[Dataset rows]

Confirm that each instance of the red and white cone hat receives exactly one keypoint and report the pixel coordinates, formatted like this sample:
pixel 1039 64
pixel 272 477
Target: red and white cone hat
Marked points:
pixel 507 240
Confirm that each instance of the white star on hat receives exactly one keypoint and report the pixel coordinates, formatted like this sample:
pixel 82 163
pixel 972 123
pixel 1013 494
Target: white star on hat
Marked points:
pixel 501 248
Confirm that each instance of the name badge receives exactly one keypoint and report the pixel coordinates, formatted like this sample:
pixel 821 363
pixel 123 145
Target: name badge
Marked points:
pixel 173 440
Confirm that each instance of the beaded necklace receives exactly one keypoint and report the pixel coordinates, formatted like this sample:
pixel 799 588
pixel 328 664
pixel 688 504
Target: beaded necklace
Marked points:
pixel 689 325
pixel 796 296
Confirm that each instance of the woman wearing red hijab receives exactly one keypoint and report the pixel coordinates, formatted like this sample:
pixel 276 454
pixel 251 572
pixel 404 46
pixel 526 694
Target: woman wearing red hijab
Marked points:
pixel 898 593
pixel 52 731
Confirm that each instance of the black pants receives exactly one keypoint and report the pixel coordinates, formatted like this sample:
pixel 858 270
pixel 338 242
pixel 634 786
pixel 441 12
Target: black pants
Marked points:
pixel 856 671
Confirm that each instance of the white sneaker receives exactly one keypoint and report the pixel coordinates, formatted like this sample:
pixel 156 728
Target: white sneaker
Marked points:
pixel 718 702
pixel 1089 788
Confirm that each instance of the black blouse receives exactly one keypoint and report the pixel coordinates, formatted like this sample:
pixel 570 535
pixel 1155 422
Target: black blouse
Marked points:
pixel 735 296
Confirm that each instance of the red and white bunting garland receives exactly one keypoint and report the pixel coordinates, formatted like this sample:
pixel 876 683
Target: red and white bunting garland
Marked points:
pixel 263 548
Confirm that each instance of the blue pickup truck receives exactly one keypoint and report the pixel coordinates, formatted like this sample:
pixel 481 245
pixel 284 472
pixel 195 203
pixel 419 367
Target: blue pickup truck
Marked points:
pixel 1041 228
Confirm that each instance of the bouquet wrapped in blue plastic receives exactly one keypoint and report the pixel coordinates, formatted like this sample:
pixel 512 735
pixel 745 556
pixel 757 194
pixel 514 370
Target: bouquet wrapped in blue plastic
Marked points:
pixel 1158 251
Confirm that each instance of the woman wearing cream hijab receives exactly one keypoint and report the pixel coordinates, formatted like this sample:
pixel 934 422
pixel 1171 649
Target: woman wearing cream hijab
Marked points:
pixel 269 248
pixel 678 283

Short problem.
Copy the lines in the items above, starting at the line that contains "Confirm that each instance of the bouquet" and ending at the line that contains "pixel 1158 251", with both of those lines included and nothing changed.

Solved exercise.
Confirm that each instance of the bouquet wrapped in blue plastic receives exactly one keypoint and report the pixel coordinates, formatted like this sample:
pixel 512 735
pixel 745 556
pixel 757 194
pixel 514 370
Target: bouquet wrapped in blue plastic
Marked points:
pixel 1158 251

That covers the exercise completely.